● AVAILABLE DATA:
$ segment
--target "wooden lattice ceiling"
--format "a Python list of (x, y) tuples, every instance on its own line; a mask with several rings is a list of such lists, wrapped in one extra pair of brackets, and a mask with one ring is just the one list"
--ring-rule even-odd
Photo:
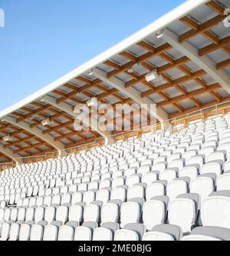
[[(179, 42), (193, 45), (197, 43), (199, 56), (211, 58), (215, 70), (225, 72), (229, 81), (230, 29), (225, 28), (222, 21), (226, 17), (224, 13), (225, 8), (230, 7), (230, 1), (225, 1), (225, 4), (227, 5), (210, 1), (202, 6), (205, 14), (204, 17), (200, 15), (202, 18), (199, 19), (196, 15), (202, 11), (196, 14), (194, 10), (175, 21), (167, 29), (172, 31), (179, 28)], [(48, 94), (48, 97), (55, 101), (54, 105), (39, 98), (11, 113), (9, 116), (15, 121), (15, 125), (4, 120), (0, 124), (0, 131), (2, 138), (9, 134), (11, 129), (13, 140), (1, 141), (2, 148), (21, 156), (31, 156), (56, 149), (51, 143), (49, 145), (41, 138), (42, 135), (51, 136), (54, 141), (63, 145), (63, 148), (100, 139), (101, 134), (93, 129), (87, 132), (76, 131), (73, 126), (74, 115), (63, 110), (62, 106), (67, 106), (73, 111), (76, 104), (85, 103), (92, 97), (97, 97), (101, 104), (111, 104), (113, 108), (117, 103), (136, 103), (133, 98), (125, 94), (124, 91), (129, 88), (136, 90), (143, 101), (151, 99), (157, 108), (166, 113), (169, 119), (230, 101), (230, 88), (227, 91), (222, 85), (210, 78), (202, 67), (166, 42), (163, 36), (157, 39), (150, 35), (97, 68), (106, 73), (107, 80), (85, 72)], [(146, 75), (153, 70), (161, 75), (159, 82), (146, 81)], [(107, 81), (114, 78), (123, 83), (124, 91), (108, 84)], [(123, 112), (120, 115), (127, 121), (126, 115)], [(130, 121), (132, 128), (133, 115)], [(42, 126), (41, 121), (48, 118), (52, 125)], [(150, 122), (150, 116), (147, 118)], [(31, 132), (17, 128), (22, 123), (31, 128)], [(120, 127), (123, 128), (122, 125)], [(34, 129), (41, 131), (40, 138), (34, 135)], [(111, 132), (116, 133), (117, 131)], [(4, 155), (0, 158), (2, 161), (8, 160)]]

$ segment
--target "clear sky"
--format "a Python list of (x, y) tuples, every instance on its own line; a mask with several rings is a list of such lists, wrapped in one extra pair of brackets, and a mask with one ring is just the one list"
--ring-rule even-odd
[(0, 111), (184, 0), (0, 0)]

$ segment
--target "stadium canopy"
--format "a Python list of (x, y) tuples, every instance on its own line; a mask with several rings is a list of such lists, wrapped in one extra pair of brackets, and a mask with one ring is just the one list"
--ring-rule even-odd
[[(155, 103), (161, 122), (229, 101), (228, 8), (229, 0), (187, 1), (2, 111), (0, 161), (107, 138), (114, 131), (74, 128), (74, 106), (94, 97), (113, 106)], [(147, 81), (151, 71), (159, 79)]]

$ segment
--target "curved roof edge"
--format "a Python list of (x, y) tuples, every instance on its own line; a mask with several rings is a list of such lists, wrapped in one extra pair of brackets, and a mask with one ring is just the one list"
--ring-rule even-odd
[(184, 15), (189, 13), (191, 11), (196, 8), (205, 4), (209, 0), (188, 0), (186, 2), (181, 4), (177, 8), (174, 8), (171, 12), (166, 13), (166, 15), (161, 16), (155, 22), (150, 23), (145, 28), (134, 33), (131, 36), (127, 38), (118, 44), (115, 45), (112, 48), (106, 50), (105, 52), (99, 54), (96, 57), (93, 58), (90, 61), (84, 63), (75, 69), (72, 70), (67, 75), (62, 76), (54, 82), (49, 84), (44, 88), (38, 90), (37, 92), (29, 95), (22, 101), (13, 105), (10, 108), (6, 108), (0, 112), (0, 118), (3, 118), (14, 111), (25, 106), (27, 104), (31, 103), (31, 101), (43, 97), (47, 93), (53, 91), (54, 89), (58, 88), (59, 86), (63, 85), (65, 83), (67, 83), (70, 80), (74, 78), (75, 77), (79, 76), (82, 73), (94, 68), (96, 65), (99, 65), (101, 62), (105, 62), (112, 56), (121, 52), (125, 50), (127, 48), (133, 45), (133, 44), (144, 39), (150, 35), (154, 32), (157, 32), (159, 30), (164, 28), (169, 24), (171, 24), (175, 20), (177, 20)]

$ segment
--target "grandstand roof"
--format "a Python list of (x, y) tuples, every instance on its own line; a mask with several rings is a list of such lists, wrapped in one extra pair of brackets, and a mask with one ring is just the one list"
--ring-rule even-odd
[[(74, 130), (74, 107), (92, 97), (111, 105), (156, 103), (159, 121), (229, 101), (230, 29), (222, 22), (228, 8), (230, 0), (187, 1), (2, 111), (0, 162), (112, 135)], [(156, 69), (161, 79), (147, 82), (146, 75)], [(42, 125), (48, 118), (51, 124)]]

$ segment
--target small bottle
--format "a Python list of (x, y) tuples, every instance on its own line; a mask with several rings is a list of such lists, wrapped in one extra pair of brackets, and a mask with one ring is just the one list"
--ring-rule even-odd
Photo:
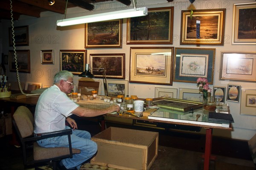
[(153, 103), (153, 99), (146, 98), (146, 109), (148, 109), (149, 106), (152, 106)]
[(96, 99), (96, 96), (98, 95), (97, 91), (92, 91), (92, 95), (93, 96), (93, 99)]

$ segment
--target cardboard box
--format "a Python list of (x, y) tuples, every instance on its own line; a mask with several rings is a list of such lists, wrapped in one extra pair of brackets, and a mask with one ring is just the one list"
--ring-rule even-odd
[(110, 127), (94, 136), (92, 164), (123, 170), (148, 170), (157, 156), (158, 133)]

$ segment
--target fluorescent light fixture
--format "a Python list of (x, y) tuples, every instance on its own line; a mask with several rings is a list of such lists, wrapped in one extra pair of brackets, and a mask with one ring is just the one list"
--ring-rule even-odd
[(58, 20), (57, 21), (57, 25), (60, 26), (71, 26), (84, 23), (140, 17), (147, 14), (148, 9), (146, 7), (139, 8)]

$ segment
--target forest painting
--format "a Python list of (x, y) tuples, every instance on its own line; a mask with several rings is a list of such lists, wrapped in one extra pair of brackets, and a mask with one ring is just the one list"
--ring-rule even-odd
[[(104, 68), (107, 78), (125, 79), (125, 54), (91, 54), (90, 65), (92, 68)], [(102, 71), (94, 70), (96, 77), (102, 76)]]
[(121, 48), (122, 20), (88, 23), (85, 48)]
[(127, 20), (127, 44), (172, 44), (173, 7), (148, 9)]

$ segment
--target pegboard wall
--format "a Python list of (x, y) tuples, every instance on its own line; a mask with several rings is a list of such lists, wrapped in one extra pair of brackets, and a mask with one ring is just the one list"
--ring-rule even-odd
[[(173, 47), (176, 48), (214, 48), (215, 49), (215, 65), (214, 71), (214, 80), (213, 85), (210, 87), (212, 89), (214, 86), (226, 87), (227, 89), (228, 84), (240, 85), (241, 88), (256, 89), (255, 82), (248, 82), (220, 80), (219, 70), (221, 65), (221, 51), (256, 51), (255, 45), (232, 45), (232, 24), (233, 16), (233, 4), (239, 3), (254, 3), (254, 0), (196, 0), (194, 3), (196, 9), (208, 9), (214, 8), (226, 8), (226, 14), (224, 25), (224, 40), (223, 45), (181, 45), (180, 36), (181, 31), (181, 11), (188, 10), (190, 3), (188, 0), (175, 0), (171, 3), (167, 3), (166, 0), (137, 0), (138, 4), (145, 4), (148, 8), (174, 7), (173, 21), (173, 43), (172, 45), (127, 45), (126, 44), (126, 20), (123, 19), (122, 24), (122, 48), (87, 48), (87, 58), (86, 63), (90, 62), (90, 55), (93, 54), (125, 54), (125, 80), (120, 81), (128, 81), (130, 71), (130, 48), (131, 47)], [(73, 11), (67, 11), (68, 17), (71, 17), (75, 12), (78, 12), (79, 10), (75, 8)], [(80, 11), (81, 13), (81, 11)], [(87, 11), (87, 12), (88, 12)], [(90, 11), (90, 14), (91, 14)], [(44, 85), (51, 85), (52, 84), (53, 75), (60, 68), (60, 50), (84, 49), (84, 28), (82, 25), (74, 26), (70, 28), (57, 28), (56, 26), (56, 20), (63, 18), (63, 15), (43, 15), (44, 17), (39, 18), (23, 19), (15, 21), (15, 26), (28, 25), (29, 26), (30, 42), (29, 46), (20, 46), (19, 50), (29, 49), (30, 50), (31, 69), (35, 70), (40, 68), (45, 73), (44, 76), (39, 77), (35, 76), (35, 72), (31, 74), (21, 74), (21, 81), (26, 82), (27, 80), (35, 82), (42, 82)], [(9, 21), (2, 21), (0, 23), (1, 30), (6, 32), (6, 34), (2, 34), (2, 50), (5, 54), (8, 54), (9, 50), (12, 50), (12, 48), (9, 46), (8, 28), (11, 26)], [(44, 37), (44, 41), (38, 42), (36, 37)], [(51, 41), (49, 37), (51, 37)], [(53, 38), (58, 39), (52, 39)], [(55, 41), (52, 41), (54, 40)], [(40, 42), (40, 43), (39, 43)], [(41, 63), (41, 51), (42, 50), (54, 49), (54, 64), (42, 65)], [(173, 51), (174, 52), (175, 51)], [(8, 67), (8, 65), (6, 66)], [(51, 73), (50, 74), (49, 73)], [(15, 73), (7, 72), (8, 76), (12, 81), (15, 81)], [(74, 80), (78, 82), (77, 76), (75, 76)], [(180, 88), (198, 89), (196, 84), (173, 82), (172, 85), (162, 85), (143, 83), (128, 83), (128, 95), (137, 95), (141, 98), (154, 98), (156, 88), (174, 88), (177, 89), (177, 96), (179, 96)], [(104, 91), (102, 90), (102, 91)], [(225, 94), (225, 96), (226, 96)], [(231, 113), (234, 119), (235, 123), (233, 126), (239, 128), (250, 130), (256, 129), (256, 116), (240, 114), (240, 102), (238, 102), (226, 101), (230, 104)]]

● WHAT IS NEEDED: Extract each line of the items above that contains the string "roof", treating uppercase and lowercase letters as distinct.

● SOLUTION TO THIS EXERCISE:
--target "curved roof edge"
--target "grandstand roof"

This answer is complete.